- **Given task 1**:
In the forum thread about shads, what is asked in each item below?
(a) What were shads said, in another thread, to have been named after?
(b) According to Occam, who does the term "Shads" refer to?
(c) What does Pusser say SHAD stands for?

- **Provided passage**:
►
# SHADS....Where did it originate?



## CougarKing (4 Nov 2013)

hamiltongs said:
			
		

> Well, the alternative was crediting the dirty, dirty shads on the MCDV, so they were stuck between a bit of a rock and a hard place.  ;D



So the "shads" term is for all reservists regardless of which coast they eventually go to? Someone mentioned in another thread that they were named after a migratory fish on the east coast.  ???


----------



## Occam (4 Nov 2013)

S.M.A. said:
			
		

> So the "shads" term is for all reservists regardless of which coast they eventually go to? Someone mentioned in another thread that they were named after a migratory fish on the east coast.  ???



That's correct.  "Shads" is the lighthearted general term used for Naval Reservists, regardless of whether they're in a landlocked stone frigate or a sea-going unit.  Unlike the other terms used unofficially for reservists in other parts of the CF, you'll hear "shad" used both by Reg F and Res personnel; there's not much, if any offense taken to it (from what I've seen, anyways).


----------



## Pusser (4 Nov 2013)

SHAD = Saturday, Holiday and December sailor.
◄
- **Given task 2**:
Which lines of the records below contain the word "human"? List each of those lines, matching case exactly.

- **Data entries**:
►
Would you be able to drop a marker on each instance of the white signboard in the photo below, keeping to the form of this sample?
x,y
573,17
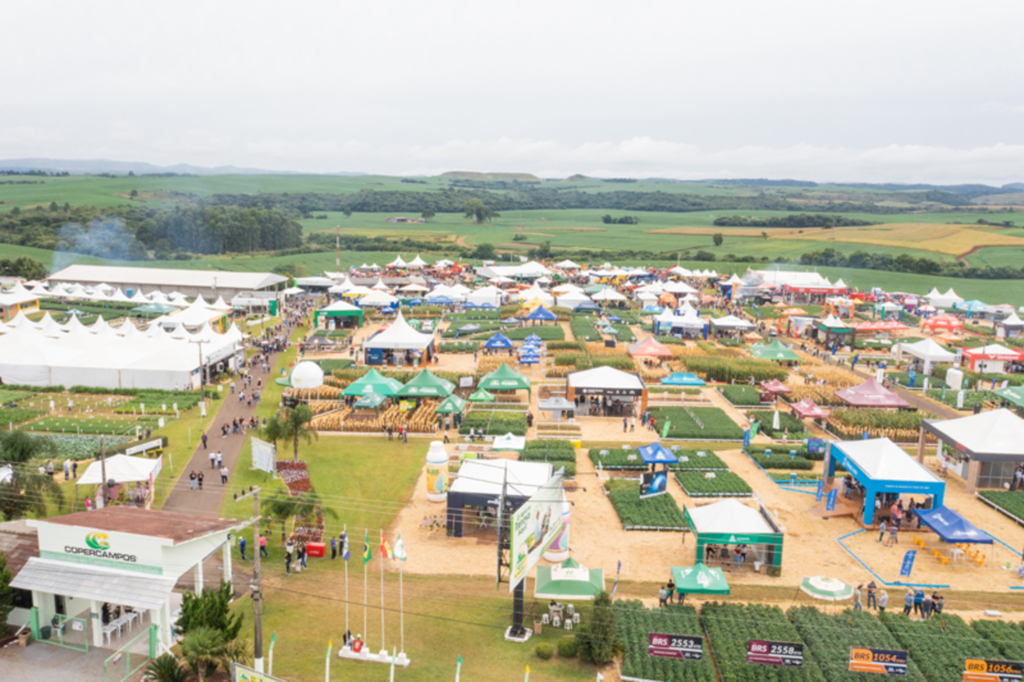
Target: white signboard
x,y
535,525
264,456
141,448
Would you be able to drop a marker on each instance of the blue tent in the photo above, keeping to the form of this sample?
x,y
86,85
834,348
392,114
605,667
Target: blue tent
x,y
498,341
655,454
543,314
683,379
952,527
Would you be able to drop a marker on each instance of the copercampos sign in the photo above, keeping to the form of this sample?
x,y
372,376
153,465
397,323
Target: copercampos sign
x,y
97,546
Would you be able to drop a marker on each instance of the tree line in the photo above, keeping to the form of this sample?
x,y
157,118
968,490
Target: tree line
x,y
796,220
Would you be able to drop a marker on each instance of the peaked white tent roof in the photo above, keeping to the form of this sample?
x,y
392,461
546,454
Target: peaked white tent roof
x,y
729,516
399,336
883,460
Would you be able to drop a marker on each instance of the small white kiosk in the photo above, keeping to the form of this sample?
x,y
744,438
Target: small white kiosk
x,y
120,555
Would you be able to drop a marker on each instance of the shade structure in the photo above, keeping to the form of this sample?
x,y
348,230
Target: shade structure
x,y
775,350
451,406
951,526
989,436
870,394
121,469
481,396
881,466
948,323
827,589
655,453
543,314
373,382
568,582
699,580
683,379
808,410
498,342
504,379
649,347
510,441
426,384
370,400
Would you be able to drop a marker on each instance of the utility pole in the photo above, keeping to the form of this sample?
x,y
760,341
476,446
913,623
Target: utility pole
x,y
255,585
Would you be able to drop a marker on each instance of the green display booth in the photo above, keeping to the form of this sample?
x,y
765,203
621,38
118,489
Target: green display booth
x,y
721,526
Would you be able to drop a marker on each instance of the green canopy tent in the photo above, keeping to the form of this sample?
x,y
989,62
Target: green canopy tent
x,y
427,384
568,582
371,400
373,382
481,396
776,351
699,580
451,406
504,379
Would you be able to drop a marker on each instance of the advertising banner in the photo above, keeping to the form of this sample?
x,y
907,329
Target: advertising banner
x,y
534,527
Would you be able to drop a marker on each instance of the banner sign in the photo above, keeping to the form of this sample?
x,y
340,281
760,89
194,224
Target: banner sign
x,y
676,646
535,525
775,653
883,662
653,483
985,670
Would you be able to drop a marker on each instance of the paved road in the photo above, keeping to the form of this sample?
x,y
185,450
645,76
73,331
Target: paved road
x,y
182,498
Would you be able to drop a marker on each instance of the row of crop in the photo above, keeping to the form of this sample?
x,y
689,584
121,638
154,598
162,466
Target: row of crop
x,y
696,423
621,459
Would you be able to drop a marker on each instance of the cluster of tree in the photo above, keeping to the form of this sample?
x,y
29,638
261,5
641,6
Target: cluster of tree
x,y
795,220
625,220
206,229
23,266
907,263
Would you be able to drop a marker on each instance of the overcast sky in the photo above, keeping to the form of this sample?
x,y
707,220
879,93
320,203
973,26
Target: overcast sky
x,y
868,91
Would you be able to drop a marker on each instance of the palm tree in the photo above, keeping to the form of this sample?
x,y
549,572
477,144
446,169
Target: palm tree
x,y
204,647
294,426
27,489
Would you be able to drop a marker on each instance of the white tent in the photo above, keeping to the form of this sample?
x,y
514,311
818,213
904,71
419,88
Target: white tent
x,y
122,469
729,516
399,336
926,350
378,299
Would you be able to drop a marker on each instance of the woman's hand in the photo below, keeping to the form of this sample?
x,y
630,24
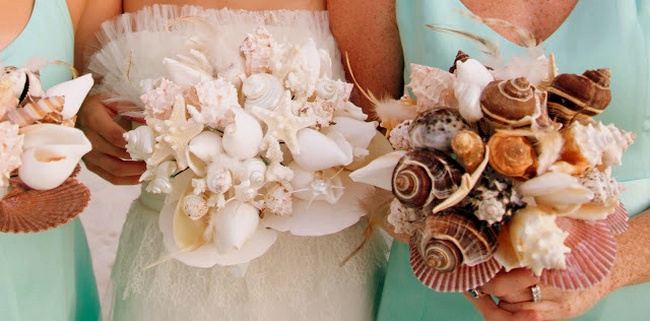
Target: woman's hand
x,y
108,158
515,299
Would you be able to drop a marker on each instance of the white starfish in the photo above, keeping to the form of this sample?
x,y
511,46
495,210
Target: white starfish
x,y
283,125
173,135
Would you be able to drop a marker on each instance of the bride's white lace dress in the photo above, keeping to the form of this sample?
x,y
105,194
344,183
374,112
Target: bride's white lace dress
x,y
299,278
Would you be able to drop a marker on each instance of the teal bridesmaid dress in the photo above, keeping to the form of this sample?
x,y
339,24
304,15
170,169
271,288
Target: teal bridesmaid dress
x,y
597,34
47,275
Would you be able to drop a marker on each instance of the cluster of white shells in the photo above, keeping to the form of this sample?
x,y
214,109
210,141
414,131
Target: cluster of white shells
x,y
36,133
263,150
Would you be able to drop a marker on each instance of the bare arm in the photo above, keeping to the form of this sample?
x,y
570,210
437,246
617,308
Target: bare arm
x,y
367,32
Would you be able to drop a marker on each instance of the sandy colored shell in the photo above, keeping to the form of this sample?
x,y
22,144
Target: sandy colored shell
x,y
26,210
574,96
513,156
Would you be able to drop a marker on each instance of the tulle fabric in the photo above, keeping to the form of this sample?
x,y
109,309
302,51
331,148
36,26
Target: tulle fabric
x,y
299,278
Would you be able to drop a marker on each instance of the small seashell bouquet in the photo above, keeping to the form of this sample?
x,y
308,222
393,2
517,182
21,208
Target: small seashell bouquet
x,y
244,154
500,168
40,151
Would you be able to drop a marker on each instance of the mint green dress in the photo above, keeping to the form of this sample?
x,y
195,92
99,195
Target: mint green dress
x,y
622,43
47,275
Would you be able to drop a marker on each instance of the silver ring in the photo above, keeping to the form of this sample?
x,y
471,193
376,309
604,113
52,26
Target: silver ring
x,y
476,293
536,291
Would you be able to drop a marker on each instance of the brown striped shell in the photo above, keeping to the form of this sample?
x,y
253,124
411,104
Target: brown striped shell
x,y
572,96
509,103
424,177
452,238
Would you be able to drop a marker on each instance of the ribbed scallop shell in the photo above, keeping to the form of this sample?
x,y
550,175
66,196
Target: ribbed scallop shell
x,y
459,280
423,176
593,251
512,156
509,103
579,96
26,210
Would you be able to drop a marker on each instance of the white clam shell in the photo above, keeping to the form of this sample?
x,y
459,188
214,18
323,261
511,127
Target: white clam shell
x,y
380,171
319,151
262,90
50,154
234,224
140,142
202,150
74,91
242,138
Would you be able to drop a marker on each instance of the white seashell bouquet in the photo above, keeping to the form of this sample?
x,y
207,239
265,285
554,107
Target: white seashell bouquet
x,y
502,168
265,150
39,151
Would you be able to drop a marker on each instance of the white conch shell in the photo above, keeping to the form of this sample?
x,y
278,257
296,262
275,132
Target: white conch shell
x,y
471,79
234,224
316,186
50,154
262,90
380,171
319,152
557,191
74,91
242,138
140,142
538,240
202,150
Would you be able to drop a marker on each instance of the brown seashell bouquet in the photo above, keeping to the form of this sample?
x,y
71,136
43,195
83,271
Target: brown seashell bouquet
x,y
40,151
491,172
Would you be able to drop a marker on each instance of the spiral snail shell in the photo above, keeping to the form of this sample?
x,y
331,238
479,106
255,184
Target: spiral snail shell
x,y
509,103
423,176
579,96
452,238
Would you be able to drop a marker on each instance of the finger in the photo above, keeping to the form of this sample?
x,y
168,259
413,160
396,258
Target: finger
x,y
101,145
114,166
511,286
491,311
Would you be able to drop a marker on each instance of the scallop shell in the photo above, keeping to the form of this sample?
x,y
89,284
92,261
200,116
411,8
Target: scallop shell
x,y
432,87
262,90
593,251
435,128
459,280
509,103
512,156
450,239
25,210
579,96
424,177
469,148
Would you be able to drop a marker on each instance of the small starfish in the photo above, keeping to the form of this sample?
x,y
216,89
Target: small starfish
x,y
173,135
283,124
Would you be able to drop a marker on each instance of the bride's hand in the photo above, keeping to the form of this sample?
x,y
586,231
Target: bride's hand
x,y
108,158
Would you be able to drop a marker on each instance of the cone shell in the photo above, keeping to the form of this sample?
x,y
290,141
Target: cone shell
x,y
463,278
508,103
579,96
512,156
26,210
593,251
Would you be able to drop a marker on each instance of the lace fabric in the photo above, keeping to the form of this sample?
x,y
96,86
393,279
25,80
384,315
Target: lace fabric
x,y
299,278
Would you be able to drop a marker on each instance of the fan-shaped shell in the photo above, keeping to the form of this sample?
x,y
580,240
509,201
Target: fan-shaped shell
x,y
593,250
459,280
450,239
579,96
435,128
509,103
513,156
423,176
25,210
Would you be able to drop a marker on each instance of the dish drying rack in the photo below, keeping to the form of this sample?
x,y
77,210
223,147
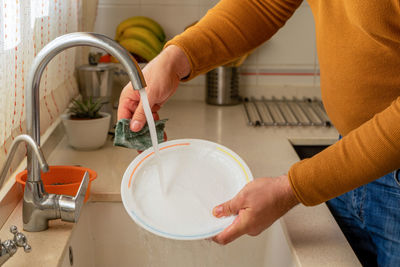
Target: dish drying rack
x,y
285,112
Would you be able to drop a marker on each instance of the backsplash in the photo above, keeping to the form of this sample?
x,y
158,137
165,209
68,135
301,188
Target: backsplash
x,y
288,59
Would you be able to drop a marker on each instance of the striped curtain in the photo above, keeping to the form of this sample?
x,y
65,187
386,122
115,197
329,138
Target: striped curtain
x,y
26,26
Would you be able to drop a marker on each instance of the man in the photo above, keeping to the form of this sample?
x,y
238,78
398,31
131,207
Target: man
x,y
358,46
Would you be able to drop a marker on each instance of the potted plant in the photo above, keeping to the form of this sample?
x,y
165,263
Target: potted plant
x,y
85,125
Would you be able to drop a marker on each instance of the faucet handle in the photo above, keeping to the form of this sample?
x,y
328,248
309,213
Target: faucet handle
x,y
20,239
70,207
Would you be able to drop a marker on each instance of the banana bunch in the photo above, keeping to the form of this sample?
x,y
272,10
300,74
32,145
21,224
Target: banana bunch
x,y
141,36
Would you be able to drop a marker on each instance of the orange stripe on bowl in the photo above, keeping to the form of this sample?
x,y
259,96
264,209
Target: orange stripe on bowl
x,y
140,162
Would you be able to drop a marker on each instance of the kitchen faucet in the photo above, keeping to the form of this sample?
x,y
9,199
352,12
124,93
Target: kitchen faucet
x,y
38,206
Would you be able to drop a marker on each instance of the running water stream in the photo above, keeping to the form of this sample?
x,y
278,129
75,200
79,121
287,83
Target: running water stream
x,y
153,135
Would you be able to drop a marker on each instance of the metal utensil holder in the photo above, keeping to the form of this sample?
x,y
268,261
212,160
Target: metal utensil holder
x,y
223,86
285,112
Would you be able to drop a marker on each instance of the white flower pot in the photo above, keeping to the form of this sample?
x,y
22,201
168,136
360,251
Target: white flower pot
x,y
87,134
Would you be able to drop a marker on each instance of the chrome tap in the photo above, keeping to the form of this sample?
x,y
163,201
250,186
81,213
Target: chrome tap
x,y
9,247
34,147
38,206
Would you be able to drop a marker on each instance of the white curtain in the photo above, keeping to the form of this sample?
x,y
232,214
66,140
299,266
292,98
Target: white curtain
x,y
26,26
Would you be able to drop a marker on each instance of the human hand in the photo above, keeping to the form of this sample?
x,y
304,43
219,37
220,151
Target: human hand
x,y
162,76
259,204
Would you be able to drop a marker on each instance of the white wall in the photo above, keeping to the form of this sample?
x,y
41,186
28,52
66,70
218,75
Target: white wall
x,y
287,59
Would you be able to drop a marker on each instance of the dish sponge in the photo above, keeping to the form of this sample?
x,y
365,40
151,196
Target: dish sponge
x,y
138,140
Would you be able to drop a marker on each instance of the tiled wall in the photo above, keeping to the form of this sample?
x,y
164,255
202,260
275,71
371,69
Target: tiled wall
x,y
287,59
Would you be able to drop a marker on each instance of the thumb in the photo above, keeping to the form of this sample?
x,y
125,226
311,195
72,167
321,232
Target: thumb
x,y
231,207
138,118
233,231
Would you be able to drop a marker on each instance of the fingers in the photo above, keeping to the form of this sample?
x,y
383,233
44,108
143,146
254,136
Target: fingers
x,y
126,109
138,118
231,207
233,231
128,102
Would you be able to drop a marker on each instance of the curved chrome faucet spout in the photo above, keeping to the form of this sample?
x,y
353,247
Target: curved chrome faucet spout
x,y
35,148
38,206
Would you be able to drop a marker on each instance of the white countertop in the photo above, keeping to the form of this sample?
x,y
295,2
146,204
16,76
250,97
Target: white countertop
x,y
312,233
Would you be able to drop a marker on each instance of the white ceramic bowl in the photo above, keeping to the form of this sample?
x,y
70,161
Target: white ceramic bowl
x,y
199,175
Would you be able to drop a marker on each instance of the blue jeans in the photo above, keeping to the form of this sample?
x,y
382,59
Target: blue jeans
x,y
369,217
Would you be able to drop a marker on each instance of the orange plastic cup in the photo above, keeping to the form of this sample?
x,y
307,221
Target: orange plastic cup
x,y
61,180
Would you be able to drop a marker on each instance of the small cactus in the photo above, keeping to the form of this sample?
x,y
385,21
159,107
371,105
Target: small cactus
x,y
86,109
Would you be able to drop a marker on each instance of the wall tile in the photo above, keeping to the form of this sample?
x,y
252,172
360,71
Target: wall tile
x,y
293,44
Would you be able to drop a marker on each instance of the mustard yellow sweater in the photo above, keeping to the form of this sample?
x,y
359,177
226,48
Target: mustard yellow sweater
x,y
358,44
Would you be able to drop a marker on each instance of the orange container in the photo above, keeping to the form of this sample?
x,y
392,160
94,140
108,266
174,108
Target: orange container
x,y
61,180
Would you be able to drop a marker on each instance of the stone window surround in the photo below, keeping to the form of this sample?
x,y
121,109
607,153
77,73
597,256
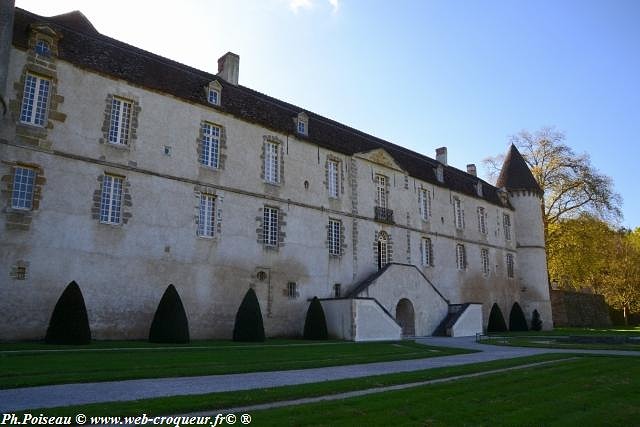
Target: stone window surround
x,y
125,214
20,219
133,124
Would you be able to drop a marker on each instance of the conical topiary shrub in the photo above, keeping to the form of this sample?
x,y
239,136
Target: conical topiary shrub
x,y
517,322
496,320
315,325
536,323
69,322
170,324
249,326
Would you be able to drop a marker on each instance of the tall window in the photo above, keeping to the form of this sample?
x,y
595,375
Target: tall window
x,y
111,199
332,167
334,237
35,100
270,226
506,223
510,267
484,257
271,162
207,216
381,191
22,192
424,199
427,252
482,222
458,213
461,257
120,121
210,152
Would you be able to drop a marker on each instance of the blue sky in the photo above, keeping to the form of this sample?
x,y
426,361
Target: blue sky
x,y
423,74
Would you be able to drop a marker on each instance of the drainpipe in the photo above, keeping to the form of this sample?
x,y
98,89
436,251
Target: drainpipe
x,y
6,38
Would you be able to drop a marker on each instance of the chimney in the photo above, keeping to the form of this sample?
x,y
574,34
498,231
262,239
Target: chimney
x,y
7,8
441,155
229,67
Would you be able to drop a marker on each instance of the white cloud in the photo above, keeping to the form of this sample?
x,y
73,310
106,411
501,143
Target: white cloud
x,y
296,5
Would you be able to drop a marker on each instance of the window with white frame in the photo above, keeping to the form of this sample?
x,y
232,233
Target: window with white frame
x,y
427,252
381,191
461,257
271,162
334,237
120,121
207,215
484,258
510,266
506,224
23,184
35,100
111,199
210,146
333,178
270,226
458,213
482,220
424,200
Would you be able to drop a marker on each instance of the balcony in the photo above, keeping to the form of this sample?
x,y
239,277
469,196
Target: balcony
x,y
383,215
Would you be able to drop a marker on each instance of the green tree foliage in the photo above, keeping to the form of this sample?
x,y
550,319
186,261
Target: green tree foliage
x,y
315,325
496,320
69,322
248,325
517,322
170,324
536,322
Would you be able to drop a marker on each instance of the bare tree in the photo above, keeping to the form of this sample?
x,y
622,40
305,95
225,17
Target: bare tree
x,y
570,184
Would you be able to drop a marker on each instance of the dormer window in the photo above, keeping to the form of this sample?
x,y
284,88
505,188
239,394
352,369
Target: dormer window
x,y
302,124
214,92
43,48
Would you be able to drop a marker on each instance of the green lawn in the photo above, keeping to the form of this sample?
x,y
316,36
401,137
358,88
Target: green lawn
x,y
213,401
590,391
27,365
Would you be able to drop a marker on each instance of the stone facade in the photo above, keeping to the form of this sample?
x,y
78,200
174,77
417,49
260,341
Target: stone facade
x,y
123,270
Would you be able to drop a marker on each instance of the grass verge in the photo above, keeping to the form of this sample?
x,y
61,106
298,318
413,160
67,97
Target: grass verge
x,y
21,367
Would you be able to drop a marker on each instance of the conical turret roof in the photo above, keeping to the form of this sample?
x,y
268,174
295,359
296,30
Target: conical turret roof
x,y
515,174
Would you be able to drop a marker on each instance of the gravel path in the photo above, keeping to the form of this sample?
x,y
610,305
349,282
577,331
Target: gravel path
x,y
77,394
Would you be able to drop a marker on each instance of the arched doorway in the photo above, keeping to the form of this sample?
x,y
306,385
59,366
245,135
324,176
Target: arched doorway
x,y
405,317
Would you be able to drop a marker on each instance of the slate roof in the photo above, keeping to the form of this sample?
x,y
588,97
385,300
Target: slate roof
x,y
515,173
84,47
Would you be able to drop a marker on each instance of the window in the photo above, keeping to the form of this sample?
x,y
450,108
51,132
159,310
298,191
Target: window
x,y
334,237
458,213
337,290
214,96
35,100
23,184
111,199
381,191
270,226
427,252
120,121
510,267
292,290
506,223
482,223
271,162
43,48
484,257
207,216
332,167
461,257
424,200
210,150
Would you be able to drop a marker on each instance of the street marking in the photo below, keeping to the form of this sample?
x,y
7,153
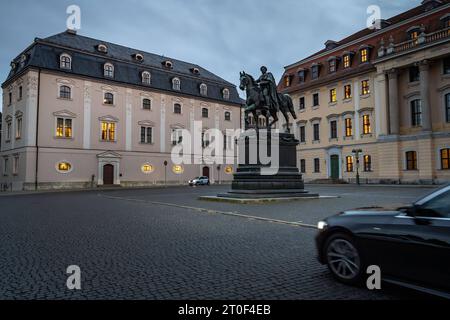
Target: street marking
x,y
209,211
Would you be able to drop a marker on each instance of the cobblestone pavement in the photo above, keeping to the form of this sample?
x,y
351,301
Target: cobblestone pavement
x,y
146,244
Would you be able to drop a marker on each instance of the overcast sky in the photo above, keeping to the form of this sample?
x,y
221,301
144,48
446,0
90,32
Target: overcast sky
x,y
223,36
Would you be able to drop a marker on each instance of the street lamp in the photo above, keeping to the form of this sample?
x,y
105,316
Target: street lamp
x,y
357,152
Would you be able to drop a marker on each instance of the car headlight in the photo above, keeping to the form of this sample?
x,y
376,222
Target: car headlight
x,y
322,225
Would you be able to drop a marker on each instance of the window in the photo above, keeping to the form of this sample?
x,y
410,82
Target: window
x,y
316,128
316,165
303,134
414,74
146,104
333,129
411,160
333,95
18,128
146,77
302,103
347,61
65,92
65,62
147,135
365,87
348,127
445,159
109,70
367,128
364,55
109,98
416,113
447,65
226,94
203,89
303,166
176,84
63,128
347,91
349,163
108,131
177,108
447,107
367,163
315,99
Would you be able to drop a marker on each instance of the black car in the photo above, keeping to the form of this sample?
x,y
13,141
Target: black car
x,y
410,245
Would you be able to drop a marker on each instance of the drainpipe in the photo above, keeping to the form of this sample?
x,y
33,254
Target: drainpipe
x,y
37,132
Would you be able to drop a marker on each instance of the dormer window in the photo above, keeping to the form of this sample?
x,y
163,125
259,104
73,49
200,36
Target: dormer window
x,y
203,89
226,94
108,70
146,77
138,57
102,48
176,84
65,61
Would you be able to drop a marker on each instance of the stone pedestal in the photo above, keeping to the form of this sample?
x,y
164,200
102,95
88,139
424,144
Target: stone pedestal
x,y
255,178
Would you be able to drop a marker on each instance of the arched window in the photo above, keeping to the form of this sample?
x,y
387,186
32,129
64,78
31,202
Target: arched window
x,y
109,70
65,61
176,84
109,98
146,104
203,89
146,77
226,94
65,92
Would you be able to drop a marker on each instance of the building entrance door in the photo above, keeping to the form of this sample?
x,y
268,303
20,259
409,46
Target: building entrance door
x,y
108,174
334,166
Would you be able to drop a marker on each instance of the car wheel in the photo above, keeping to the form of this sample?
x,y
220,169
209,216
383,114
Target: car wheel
x,y
344,259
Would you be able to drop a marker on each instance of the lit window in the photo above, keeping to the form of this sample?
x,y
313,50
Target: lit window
x,y
333,95
411,160
146,77
367,163
147,168
147,135
203,89
64,167
146,104
348,127
445,159
108,131
65,62
367,129
109,70
109,98
348,91
63,128
176,84
65,92
416,113
365,87
349,163
177,169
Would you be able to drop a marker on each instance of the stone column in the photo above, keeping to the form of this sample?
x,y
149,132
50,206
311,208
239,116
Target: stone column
x,y
394,120
425,95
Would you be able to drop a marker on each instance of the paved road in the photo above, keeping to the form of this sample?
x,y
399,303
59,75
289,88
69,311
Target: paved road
x,y
166,244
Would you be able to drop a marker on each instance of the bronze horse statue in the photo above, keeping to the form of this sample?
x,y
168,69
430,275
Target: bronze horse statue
x,y
256,103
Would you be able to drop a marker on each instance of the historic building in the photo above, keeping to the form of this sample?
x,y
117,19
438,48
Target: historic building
x,y
80,112
378,100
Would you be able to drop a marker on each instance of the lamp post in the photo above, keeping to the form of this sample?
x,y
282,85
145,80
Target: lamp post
x,y
357,152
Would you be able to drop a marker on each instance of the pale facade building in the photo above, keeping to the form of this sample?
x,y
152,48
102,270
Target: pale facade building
x,y
80,112
385,92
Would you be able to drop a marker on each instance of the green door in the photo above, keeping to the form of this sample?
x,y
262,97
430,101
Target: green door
x,y
334,167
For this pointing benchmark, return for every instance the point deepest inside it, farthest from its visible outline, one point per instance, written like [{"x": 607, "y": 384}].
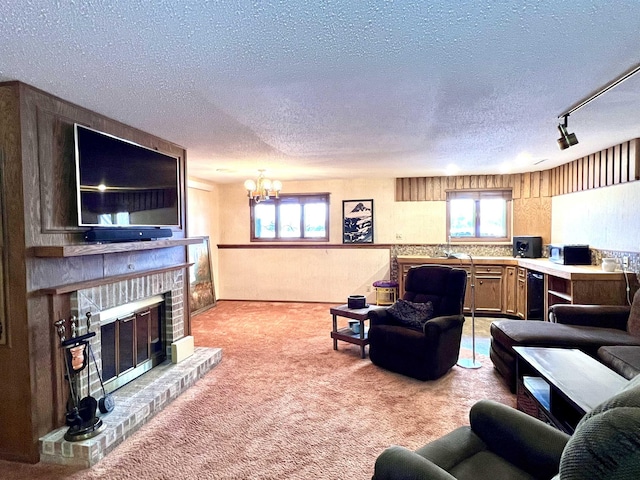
◄
- **Complete output 1**:
(a) A migratory fish on the east coast.
(b) Naval Reservists, whether they serve in a landlocked stone frigate or a sea-going unit.
(c) Saturday, Holiday and December sailor.

- **Complete output 2**:
Would you be able to drop a marker on each instance of the human hand in the photo above, keeping to the form of this sample?
Target: human hand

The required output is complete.